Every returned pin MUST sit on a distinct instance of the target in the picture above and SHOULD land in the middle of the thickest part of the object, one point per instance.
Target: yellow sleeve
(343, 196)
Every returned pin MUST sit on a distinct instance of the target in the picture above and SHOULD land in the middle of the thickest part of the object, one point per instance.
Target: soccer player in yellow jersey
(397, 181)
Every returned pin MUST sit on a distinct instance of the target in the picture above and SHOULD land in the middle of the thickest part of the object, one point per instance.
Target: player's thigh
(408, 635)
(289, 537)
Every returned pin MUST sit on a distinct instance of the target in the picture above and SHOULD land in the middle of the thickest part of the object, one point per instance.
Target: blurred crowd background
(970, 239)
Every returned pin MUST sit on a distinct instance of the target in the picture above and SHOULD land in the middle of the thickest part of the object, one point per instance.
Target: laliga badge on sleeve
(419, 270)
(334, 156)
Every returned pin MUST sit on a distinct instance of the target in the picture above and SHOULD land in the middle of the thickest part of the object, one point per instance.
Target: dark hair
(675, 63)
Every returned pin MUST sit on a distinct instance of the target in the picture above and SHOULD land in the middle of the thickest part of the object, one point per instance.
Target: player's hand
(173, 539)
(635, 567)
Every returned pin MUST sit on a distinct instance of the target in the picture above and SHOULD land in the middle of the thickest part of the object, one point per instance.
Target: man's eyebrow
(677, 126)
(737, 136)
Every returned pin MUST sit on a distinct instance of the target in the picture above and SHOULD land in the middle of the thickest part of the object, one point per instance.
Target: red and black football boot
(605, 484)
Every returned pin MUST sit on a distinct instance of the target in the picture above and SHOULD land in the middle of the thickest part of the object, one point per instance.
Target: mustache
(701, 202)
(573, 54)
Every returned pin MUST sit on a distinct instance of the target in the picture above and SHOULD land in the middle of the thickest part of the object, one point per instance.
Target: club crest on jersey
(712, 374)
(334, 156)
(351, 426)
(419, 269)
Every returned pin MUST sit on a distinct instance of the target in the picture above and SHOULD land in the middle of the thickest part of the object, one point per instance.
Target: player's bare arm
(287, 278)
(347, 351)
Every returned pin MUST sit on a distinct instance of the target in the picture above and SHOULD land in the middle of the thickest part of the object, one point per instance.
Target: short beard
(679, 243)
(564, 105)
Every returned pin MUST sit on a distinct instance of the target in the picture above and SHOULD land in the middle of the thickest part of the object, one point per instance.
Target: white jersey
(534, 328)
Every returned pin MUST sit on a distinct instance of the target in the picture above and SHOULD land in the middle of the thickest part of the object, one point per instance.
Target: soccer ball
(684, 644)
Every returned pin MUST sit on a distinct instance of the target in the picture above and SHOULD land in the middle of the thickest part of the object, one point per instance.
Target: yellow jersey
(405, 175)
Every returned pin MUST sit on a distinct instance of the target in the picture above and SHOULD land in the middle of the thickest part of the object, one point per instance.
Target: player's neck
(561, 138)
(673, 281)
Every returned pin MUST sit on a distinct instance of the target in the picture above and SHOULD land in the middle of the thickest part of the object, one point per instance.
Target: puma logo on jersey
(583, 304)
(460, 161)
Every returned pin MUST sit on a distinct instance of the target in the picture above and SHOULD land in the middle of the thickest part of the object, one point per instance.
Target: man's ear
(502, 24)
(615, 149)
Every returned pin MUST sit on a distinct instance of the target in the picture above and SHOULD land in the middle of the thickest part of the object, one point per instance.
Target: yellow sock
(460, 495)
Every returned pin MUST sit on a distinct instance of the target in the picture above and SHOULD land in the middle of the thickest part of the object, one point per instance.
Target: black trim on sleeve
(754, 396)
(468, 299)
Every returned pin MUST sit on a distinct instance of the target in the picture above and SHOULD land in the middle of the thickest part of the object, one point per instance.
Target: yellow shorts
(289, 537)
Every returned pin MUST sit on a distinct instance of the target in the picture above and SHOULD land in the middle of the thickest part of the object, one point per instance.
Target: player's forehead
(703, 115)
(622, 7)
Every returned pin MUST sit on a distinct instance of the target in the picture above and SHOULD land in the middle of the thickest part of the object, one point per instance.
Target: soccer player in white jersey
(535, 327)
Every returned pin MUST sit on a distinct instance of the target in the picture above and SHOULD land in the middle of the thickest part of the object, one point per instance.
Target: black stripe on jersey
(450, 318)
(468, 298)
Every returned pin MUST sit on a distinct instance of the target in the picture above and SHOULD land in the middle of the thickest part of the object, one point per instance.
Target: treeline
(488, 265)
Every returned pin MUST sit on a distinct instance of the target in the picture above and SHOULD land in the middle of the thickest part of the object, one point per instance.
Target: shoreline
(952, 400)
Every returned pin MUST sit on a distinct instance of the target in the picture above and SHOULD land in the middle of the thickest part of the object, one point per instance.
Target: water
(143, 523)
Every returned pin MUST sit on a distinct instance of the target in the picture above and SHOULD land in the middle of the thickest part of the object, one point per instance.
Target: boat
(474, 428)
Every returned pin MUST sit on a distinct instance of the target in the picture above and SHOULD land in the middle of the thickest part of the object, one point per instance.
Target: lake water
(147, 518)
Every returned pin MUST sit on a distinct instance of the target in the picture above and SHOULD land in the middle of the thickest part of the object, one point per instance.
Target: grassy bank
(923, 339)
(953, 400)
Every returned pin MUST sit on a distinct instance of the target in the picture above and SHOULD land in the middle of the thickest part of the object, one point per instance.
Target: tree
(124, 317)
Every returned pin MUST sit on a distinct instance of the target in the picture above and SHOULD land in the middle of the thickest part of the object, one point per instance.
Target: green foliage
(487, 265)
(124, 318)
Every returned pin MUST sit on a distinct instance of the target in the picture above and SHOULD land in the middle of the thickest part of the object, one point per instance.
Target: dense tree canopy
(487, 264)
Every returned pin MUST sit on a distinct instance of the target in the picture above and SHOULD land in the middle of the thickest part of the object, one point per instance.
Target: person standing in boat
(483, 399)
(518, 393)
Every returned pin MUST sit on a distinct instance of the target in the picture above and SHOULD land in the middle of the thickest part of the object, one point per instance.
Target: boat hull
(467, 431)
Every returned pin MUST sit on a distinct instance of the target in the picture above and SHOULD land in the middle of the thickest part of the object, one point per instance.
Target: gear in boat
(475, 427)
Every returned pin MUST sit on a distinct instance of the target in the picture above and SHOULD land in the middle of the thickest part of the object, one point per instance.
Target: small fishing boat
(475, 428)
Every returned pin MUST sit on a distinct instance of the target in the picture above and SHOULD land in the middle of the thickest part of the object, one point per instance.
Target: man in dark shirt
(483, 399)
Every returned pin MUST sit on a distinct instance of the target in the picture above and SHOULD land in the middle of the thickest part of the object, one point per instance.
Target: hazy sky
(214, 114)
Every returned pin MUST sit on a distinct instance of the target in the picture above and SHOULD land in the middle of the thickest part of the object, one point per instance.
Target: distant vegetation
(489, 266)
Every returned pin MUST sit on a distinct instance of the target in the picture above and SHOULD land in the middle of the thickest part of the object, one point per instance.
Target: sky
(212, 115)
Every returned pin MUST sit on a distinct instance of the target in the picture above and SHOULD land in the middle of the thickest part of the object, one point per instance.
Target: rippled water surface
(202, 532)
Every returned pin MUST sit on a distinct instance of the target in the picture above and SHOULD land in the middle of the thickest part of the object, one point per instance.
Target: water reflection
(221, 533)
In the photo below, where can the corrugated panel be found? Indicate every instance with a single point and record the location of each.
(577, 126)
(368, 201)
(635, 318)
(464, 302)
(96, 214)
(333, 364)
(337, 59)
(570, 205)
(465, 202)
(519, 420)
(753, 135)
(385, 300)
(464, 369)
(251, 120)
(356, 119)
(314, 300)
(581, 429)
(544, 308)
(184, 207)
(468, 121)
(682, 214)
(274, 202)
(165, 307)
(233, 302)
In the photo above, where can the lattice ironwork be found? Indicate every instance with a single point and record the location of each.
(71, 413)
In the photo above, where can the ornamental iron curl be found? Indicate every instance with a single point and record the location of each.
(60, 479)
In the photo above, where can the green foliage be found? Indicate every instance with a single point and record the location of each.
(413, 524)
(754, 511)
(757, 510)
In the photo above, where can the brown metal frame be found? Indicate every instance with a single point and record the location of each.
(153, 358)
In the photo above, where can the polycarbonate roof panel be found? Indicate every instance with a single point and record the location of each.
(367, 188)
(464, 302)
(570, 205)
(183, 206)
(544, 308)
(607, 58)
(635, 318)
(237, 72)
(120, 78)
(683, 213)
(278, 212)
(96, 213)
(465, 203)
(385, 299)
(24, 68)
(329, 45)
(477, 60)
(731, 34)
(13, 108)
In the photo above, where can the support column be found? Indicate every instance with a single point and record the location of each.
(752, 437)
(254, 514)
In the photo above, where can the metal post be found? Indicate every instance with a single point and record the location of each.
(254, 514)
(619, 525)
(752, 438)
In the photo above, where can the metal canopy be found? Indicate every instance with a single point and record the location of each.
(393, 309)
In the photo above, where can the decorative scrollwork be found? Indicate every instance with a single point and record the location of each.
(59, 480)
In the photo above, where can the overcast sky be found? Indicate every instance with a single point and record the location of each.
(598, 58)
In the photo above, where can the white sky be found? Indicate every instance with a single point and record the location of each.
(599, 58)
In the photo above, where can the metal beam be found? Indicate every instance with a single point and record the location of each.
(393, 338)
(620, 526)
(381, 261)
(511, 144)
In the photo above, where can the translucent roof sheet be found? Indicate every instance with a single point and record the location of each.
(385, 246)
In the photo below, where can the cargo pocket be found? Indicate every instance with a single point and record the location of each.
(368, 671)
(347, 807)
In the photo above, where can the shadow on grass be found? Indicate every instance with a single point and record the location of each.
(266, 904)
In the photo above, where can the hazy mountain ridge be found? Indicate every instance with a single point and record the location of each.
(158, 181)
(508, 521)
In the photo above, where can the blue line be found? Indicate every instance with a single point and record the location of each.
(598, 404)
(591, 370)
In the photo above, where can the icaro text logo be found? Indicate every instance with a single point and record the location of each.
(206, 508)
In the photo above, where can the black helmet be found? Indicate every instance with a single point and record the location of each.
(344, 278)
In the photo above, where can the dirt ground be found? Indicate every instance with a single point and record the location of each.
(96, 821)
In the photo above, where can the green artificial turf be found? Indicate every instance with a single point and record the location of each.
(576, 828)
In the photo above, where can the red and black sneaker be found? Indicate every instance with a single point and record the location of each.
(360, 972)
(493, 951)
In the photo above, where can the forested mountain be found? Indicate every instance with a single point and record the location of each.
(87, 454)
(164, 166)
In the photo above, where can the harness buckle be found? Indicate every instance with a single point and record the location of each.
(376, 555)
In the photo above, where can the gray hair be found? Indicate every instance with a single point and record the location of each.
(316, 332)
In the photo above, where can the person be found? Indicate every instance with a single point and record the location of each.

### Short problem
Reproduce word for word the lines from the one containing "In the photo above, where can the gray" through the end of the records.

### Reply
In the photo above, where can the gray hair be found? Indicate every instance with a single point and record the location of each.
(316, 332)
In the photo above, where can the person be found? Indicate every instance with a single point and record the location of each.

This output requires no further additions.